Reichen denn Kohle, Kernkraft und Erneuerbare Energien nicht aus?
Leider nicht. Das liegt zum einen daran, dass die heutigen Kapazitäten von Wasser- und Windkraft sowie Photovoltaik weder in Deutschland noch in Europa insgesamt ausreichen, um den gesamten Strombedarf zu decken. Hinzu kommt, dass wie oben beschrieben, viele konventionelle Kraftwerke derzeit abgeschaltet oder nur eingeschränkt betreibbar sind.
Darüber hinaus fehlt es an Übertragungsnetzkapazitäten über ganz Europa hinweg. So können oft die Strommengen, die zum Beispiel an der windreichen Nordseeküste in Deutschland anfallen, nicht in den energiehungrigen Süden Deutschlands transportiert werden. Die Bundesnetzagentur reagiert bei einem solchen Flaschenhals dann mit einem „Redispatch“: Dabei wird im Norden die Leistung von Windenergieanlagen reduziert und im Süden wird die Leistungsanforderung der Kraftwerke erhöht, so dass eine Überlastung des Stromnetzes vermieden wird. Häufig kommen hierbei Gaskraftwerke zum Einsatz, die ihre Stromproduktion besonders flexibel und schnell anpassen können. Auch das hat natürlich zusätzliche Auswirkungen auf den Strompreis.

• **Bereitgestellte Daten**
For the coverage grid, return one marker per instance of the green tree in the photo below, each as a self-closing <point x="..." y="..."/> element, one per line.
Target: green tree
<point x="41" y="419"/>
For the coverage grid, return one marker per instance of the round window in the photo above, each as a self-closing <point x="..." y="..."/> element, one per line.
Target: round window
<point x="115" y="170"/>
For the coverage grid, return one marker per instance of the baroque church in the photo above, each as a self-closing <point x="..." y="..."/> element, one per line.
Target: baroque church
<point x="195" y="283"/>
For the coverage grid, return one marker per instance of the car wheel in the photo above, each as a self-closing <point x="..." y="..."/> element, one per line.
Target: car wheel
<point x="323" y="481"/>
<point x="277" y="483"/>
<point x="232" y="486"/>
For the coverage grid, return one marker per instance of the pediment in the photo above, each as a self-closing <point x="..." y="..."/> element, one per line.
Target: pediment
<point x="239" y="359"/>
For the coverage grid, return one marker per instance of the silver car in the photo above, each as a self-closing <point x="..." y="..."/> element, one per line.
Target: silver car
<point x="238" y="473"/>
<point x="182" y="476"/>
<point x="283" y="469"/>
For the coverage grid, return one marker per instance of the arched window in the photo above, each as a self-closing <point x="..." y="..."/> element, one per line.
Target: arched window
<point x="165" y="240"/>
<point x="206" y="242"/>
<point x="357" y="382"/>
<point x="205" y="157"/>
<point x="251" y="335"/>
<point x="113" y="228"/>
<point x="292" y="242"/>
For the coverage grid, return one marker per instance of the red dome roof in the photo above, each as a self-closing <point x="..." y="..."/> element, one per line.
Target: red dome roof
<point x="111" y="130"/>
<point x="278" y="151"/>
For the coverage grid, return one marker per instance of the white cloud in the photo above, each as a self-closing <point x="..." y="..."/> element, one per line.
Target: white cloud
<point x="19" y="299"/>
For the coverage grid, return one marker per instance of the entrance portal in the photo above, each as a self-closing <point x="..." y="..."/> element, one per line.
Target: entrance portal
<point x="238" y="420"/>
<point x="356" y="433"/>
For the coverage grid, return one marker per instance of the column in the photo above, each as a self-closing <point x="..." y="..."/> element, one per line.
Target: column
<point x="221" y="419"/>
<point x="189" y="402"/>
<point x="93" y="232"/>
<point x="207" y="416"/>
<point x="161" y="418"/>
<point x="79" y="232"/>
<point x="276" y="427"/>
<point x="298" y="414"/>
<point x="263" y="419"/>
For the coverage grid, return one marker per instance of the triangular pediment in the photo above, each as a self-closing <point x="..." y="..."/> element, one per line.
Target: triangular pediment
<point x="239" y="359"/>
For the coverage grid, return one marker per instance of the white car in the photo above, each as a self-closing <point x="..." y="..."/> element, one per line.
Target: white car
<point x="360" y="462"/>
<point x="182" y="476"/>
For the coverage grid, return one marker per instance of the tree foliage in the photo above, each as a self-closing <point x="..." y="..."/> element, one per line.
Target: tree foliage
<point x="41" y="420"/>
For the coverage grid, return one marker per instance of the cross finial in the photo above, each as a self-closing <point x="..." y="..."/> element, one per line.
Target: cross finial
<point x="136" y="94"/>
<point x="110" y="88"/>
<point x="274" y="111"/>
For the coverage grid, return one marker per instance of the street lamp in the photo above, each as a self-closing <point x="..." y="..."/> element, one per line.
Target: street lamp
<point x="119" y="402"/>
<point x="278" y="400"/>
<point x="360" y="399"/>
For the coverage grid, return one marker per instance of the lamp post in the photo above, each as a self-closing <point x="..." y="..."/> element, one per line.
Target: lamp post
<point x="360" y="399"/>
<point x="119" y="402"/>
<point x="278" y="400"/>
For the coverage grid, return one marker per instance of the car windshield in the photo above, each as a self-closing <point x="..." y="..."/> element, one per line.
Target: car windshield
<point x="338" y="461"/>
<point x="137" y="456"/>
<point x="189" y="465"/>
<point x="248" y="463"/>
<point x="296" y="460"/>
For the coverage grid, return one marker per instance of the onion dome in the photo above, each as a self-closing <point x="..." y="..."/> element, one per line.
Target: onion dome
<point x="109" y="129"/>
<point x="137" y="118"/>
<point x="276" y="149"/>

• **Aufgaben**
1/ Prüfe, ob die folgenden Aussagen mit dem Text zur Stromversorgung übereinstimmen. Antworte jeweils mit Ja oder Nein und zitiere die entscheidenden Worte des Textes wörtlich.
(a) Die heutigen Kapazitäten von Wasser- und Windkraft sowie Photovoltaik decken in Deutschland den gesamten Strombedarf.
(b) Beim Redispatch wird im Norden die Leistung von Windenergieanlagen reduziert.
(c) Beim Redispatch kommen häufig Kohlekraftwerke zum Einsatz.
2/ Aktualisiere im Text zur Stromversorgung die Stelle, die mit „Leider nicht. Das“ beginnt und nach „eingeschränkt betreibbar sind.“ endet, und setze dabei „Solarenergie“ anstelle von „Photovoltaik“ ein.

• **Lösungen je Aufgabe**
1/
(a) Nein: „weder in Deutschland noch in Europa insgesamt ausreichen, um den gesamten Strombedarf zu decken“
(b) Ja: „Dabei wird im Norden die Leistung von Windenergieanlagen reduziert“
(c) Nein: „Häufig kommen hierbei Gaskraftwerke zum Einsatz“

2/
Leider nicht. Das liegt zum einen daran, dass die heutigen Kapazitäten von Wasser- und Windkraft sowie Solarenergie weder in Deutschland noch in Europa insgesamt ausreichen, um den gesamten Strombedarf zu decken. Hinzu kommt, dass wie oben beschrieben, viele konventionelle Kraftwerke derzeit abgeschaltet oder nur eingeschränkt betreibbar sind.